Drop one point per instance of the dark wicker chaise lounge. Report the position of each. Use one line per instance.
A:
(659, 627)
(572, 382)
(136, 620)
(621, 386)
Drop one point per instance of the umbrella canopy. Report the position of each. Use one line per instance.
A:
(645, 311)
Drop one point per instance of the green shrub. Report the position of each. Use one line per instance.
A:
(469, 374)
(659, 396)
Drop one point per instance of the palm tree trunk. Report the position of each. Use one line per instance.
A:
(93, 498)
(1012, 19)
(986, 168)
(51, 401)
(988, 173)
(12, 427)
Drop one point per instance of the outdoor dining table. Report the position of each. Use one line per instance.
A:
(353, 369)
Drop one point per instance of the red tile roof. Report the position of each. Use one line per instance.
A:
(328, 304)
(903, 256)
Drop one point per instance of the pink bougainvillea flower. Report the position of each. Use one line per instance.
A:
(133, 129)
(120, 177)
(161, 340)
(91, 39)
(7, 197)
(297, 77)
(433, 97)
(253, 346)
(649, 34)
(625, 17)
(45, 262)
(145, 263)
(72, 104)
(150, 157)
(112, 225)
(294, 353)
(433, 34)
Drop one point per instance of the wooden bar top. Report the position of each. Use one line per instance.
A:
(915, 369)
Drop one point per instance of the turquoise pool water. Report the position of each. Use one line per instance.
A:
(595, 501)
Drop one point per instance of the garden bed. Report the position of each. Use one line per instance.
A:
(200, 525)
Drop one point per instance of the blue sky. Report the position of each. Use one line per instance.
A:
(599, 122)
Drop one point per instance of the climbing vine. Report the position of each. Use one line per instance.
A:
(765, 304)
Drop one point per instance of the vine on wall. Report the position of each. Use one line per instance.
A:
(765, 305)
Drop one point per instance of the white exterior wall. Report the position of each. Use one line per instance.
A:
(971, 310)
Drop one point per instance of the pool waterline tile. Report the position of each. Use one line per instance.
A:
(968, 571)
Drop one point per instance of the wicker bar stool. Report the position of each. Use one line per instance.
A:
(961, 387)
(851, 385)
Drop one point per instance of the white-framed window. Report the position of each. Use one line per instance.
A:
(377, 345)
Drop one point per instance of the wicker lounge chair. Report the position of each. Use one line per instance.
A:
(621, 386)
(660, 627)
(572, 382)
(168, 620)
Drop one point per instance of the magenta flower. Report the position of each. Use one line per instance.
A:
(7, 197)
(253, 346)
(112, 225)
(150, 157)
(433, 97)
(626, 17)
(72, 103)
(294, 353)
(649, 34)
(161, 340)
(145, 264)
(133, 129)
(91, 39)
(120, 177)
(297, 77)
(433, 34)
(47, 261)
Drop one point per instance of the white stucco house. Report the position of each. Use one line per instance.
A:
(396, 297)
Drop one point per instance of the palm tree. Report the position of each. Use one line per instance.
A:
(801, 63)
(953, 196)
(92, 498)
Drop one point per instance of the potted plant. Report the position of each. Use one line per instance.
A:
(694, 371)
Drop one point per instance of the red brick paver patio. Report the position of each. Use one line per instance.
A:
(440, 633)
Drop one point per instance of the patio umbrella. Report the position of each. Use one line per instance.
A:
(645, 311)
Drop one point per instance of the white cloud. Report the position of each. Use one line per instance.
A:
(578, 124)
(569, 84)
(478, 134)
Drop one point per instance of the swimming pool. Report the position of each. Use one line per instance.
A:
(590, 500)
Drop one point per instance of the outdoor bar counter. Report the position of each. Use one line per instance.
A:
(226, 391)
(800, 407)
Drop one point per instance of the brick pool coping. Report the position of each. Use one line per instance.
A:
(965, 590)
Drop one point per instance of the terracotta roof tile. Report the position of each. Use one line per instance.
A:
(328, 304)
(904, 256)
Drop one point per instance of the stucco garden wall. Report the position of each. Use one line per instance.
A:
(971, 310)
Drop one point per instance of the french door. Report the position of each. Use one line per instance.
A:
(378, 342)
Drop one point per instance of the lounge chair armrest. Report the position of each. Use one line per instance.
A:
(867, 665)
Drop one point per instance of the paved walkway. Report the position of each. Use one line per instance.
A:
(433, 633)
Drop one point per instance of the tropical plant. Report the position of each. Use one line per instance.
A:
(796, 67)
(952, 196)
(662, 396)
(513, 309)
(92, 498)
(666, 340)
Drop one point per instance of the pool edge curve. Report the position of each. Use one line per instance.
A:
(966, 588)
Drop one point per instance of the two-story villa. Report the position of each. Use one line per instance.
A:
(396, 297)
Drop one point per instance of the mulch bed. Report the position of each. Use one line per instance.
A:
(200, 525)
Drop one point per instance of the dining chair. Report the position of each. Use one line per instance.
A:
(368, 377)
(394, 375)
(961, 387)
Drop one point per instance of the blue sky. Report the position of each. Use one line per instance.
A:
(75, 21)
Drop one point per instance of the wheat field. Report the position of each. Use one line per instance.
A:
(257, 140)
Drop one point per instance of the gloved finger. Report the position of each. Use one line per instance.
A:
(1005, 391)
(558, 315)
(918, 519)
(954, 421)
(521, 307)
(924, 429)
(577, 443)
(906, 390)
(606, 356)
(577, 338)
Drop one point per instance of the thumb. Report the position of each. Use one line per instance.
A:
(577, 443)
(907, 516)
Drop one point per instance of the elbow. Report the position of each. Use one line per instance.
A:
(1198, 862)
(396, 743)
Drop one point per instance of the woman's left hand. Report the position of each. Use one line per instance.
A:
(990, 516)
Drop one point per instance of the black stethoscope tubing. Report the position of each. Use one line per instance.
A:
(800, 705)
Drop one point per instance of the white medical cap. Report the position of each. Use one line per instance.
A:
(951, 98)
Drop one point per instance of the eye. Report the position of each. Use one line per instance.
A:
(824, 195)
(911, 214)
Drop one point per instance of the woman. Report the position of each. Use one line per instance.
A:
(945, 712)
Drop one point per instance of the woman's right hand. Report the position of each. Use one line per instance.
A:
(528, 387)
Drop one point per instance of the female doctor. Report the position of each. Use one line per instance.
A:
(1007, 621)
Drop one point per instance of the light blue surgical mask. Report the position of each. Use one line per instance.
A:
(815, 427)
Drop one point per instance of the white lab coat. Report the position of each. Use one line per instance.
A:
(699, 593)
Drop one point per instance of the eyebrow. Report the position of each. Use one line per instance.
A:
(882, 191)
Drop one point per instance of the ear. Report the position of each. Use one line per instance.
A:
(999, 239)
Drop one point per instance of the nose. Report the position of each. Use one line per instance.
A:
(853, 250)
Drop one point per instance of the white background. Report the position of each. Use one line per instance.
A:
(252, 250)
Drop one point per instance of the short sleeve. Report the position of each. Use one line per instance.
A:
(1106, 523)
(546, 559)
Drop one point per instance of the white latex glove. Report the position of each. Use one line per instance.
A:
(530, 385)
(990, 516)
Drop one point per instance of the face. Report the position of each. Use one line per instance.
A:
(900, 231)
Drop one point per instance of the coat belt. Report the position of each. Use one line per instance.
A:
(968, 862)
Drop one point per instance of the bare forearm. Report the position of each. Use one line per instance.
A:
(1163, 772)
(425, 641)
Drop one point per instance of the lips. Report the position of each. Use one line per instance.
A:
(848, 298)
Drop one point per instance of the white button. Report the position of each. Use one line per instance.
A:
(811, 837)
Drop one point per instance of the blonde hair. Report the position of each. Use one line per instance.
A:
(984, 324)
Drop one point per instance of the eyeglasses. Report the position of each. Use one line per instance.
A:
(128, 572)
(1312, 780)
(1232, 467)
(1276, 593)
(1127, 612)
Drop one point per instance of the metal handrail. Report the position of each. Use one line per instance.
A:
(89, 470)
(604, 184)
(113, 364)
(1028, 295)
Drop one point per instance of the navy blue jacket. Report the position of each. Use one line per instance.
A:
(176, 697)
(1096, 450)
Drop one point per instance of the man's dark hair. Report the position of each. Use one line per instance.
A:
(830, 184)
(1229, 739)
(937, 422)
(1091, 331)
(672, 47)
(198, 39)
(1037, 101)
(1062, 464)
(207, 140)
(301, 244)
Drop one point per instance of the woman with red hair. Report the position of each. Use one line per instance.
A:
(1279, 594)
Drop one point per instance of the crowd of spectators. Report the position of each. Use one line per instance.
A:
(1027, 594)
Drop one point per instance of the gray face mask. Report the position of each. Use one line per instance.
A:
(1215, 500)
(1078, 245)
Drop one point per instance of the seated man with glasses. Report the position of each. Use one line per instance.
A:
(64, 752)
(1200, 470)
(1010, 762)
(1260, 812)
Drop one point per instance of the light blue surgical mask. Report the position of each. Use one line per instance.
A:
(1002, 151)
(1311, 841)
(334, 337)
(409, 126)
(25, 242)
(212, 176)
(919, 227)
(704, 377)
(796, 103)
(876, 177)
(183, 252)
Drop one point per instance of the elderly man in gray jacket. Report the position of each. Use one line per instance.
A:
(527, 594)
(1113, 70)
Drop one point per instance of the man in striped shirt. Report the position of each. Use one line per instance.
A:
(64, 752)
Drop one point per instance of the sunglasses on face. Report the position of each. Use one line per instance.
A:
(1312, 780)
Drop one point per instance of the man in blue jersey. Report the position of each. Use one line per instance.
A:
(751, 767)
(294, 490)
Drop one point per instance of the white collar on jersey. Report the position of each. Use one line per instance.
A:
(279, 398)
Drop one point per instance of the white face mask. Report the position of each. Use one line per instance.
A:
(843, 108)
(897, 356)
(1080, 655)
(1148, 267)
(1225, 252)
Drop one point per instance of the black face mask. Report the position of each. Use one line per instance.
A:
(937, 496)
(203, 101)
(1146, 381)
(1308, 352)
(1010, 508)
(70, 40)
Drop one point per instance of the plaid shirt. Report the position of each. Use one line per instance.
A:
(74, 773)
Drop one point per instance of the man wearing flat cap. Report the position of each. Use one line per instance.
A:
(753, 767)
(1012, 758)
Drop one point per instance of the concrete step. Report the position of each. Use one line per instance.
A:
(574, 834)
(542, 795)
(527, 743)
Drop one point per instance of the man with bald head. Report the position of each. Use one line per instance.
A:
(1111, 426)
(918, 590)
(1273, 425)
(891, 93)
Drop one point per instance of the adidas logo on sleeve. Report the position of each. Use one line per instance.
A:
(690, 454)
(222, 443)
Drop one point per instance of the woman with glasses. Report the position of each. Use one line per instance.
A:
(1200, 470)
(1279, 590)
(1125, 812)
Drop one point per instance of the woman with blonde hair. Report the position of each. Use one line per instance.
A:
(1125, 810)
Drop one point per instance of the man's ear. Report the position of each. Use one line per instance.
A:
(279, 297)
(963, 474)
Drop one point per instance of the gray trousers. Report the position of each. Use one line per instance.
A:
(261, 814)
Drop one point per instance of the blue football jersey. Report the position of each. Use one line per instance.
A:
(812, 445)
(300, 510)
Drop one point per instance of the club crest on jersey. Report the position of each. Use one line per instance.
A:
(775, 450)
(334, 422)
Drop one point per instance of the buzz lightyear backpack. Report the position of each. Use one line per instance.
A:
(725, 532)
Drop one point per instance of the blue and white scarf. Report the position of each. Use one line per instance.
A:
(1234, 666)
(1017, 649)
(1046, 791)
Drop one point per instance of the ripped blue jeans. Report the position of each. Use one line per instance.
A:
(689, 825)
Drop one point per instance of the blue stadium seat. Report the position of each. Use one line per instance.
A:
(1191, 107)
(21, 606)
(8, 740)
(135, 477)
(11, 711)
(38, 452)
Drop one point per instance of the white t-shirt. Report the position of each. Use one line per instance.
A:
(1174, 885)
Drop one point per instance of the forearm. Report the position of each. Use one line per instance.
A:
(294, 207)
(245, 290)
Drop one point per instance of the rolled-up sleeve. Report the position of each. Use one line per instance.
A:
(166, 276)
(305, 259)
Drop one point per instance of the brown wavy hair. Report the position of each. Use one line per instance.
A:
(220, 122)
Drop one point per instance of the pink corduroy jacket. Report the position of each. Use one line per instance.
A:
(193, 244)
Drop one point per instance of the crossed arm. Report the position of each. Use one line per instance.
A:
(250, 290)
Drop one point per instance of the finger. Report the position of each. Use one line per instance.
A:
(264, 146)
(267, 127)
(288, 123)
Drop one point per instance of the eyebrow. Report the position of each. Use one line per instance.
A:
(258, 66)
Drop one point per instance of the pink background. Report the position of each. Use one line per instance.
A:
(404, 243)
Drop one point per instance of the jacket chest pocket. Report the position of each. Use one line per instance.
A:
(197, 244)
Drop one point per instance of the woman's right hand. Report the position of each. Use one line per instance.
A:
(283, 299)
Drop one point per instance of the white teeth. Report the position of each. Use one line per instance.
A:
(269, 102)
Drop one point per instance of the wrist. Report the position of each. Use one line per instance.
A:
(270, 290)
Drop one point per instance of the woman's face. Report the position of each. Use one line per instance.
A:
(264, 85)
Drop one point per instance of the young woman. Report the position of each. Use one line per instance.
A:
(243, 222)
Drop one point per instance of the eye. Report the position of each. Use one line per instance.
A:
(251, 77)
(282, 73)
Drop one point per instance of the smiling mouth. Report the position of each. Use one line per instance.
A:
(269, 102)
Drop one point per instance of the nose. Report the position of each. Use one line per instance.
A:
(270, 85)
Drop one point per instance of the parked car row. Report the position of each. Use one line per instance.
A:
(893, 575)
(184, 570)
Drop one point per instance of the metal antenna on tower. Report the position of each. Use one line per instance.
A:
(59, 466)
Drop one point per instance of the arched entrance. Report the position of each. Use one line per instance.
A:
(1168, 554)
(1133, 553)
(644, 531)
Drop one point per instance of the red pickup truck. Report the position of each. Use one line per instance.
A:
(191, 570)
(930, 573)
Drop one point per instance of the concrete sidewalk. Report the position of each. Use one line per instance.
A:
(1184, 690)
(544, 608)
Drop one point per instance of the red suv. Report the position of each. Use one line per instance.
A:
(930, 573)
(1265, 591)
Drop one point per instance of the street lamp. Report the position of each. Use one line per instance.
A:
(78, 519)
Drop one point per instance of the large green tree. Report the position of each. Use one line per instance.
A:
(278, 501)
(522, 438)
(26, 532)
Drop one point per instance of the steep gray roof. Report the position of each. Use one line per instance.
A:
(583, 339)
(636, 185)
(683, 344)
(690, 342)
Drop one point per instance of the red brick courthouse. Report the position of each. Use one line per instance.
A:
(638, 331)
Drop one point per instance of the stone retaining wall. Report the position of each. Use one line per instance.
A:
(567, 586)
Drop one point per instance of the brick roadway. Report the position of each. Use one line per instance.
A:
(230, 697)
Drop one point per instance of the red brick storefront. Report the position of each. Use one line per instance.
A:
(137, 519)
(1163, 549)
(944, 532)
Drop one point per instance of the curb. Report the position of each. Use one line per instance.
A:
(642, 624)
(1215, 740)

Istruzioni da seguire -> Riscrivi soltanto il tratto dell'elenco che va dalla riga contenente "Drop one point per instance of the navy" fino alla riga contenente "(1096, 450)", estremi compresi, riportando tutte le sue righe. Aumenta di 21 ogni numero delle coordinate e lascia invariato tutto il resto.

Soluzione del compito ->
Drop one point per instance of the navy blue jacket. Report the position of each. Use one line per instance.
A:
(197, 718)
(1117, 471)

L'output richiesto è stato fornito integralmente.